__DATA TO USE__
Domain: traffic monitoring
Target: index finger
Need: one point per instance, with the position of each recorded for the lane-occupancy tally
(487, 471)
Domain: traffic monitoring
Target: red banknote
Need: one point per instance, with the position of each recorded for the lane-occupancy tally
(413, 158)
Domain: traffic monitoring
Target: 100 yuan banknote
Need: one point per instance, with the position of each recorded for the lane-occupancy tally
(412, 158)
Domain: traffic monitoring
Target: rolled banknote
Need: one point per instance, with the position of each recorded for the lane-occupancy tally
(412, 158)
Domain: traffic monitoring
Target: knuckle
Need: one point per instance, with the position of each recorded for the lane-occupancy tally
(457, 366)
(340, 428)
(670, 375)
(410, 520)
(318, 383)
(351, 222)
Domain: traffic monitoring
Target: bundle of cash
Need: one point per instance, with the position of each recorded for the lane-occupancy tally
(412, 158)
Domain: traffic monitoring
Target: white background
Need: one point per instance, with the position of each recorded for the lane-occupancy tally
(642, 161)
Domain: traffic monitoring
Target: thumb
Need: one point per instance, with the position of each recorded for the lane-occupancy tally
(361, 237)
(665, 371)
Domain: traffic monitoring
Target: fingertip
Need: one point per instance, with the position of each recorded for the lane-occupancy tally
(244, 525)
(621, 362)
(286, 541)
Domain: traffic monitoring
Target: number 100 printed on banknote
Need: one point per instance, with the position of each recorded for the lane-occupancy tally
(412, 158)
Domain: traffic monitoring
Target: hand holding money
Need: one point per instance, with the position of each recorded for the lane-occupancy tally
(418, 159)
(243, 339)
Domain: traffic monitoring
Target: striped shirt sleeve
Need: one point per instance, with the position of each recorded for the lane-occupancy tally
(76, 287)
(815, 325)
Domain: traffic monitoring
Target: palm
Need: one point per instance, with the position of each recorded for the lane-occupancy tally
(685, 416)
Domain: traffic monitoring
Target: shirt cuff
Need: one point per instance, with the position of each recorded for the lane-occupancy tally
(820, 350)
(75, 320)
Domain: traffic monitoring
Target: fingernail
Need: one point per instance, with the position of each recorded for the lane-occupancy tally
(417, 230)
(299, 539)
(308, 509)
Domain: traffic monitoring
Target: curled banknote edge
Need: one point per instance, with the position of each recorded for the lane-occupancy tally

__WORK INSTRUCTIONS__
Identify each line in the records above that contains the string "banknote", and copy every such line. Treat the match as case-sensitive.

__FULL RESPONSE__
Target: red banknote
Target: 100 yuan banknote
Target: rolled banknote
Target: number 100 printed on banknote
Target: curled banknote edge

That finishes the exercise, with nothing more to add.